> Trecho do texto:
===
A maioria dos leitores possivelmente não vai assistir, mas a estreia de um novo jornalístico, às 5h, nesta segunda-feira (1/12), diz muito a respeito das transformações pelas quais a televisão aberta está passando no Brasil.
Até a última sexta-feira, a Globo começava o seu dia às 6h, com o “Globo Rural”. Era seguido pelo “Bom Dia”, às 6h30, emendando com o “Bom Dia Brasil”, que terminava às 8h40.
Com “Hora Um”, apresentado por Monalisa Perrone, a emissora altera drasticamente a sua grade matinal. Além do novo noticiário, com uma hora de duração, os outros dois jornalísticos ganham 30 minutos a mais cada um, criando uma faixa de programas noticiosos das 5h às 9h. O “Globo Rural” deixa de ir ao ar durante a semana.
A emissora justifica a mudança sob o argumento de que precisa “atender a um público que cada vez acorda mais cedo para trabalhar”. É possível imaginar que há mais fatores em jogo.
Em primeiro lugar, mostra uma reação da Globo à concorrência. Tanto SBT quanto Record têm jornalísticos que começam às 6h. O “Notícias da Manhã”, da emissora de Silvio Santos, muita vezes supera o “Globo Rural” em matéria de ibope.
===
> Entradas da tarefa:

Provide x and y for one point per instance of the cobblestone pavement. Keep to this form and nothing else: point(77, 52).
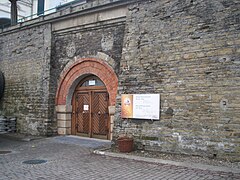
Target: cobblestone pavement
point(70, 161)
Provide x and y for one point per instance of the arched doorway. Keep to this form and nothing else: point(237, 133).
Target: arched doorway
point(73, 79)
point(90, 117)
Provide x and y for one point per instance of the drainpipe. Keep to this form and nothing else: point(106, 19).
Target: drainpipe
point(14, 13)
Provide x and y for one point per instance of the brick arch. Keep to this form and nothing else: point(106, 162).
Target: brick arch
point(87, 66)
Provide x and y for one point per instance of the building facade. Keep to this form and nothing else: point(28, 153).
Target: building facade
point(66, 72)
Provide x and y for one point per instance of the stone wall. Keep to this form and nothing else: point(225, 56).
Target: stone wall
point(25, 62)
point(189, 52)
point(104, 43)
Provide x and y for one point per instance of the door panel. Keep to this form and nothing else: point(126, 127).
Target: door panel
point(91, 114)
point(82, 112)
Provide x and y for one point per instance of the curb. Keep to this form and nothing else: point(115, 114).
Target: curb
point(161, 161)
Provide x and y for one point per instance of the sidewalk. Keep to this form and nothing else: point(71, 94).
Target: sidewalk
point(71, 157)
point(175, 163)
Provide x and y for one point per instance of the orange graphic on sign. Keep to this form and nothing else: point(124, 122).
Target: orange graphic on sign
point(127, 106)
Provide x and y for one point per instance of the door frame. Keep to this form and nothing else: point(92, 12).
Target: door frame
point(89, 90)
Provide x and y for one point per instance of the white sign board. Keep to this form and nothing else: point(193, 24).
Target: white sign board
point(91, 82)
point(141, 106)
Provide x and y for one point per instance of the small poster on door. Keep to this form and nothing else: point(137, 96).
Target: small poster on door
point(85, 107)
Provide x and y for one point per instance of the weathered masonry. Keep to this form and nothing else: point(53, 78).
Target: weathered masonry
point(65, 73)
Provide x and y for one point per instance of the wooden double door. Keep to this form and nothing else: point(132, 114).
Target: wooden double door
point(90, 110)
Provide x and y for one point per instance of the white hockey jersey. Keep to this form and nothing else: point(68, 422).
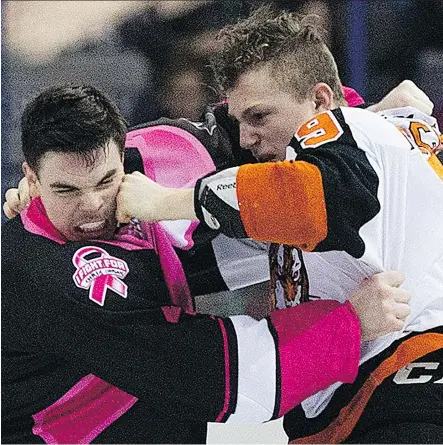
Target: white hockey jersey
point(361, 196)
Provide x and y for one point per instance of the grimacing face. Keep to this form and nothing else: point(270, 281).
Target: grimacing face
point(268, 116)
point(80, 200)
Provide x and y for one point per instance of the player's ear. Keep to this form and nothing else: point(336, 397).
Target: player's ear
point(33, 182)
point(323, 97)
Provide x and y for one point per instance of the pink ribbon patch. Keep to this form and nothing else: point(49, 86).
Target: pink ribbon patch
point(99, 274)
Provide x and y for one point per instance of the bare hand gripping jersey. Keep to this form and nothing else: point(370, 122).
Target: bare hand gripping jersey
point(100, 342)
point(360, 197)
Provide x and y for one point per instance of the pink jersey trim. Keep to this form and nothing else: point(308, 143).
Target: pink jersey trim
point(352, 97)
point(323, 348)
point(227, 372)
point(81, 414)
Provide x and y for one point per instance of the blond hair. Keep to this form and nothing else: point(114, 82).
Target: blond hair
point(290, 44)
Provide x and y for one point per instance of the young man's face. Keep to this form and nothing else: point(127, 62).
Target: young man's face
point(80, 199)
point(268, 116)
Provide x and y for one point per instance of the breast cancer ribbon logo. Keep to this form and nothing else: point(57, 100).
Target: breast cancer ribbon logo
point(99, 274)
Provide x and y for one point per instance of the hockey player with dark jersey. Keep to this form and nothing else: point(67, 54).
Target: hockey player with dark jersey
point(351, 193)
point(100, 341)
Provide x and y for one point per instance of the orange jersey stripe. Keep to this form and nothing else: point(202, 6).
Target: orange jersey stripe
point(407, 352)
point(283, 202)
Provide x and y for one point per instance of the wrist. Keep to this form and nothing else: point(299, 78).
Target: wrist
point(179, 204)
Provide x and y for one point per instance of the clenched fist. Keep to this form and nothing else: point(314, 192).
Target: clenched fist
point(381, 306)
point(140, 197)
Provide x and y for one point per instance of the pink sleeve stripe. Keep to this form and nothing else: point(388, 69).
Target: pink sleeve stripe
point(81, 414)
point(227, 373)
point(319, 347)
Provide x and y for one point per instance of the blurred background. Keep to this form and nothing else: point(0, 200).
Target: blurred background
point(151, 56)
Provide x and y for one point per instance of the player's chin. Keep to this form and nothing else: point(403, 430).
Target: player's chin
point(105, 232)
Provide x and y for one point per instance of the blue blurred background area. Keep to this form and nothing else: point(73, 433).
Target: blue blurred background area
point(151, 57)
===
> Trabalho pedido:
a) Nas entradas, altere as linhas entre a que contém "else: point(137, 96)." e a que contém "point(65, 73)", inclusive, trocando "weathered masonry" por "worn masonry". Escreva essas linhas de novo sem mudar mais nada.
b) Escreva a continuação do texto sobre a nova grade matinal da Globo a partir do ponto em que ele para.

> Respostas finais:
a)
Provide x and y for one point per instance of the small poster on door. Keep to this form and nothing else: point(137, 96).
Target: small poster on door
point(85, 107)
Provide x and y for one point per instance of the worn masonry. Keep to this form and nothing else: point(53, 78).
Target: worn masonry
point(65, 73)

b)
E, ainda que o valor comercial do horário seja baixo, comparado a outros, parece claro, diante do movimento aparentemente irreversível de esvaziamento da audiência da TV aberta, que qualquer fiapo de oportunidade deve ser aproveitado.
O SBT tem mostrado isso em outra ponta antes pouco valorizada da grade –o início da madrugada. Depois de muito tempo em terceiro lugar na média geral de audiência, a emissora conseguiu superar a Record nos últimos meses, ajudada, em parte, por seu desempenho em horários tardios.
Análise fria
Principal novidade do SBT em 2014, o “The Noite”, com Danilo Gentili, não apenas levantou o ibope do horário como atraiu interesse comercial.
A agitação na madrugada, tanto em uma ponta (o fim de noite) quanto em outra (o início da manhã), coloca pimenta em uma discussão interessante.
A Record defende que o filé-mignon da TV, para anunciantes, se concentra entre 7h e meia-noite. Assim, analisando os dados de audiência deste período, proclama ser a vice-líder do mercado.
O argumento ignora o fato de que a emissora exibe diariamente, da 1h15 às 6h, programação paga da Igreja Universal, o que derruba drasticamente a sua audiência no período.
No início de outubro, entrevistei José Roberto Maciel, vice-presidente-executivo do SBT. Exibindo números de audiência e de faturamento publicitário crescentes, ele disse ao UOL que ignorar a madrugada “cria uma falsa percepção no mercado”.
Dados do Ibope para a Grande São Paulo (cada ponto equivale a 65 mil domicílios), em outubro, mostram que da 0h às 6h a Globo teve média de 5,1 pontos, seguida por SBT (3,7), Record (1,4) e Band (0,9).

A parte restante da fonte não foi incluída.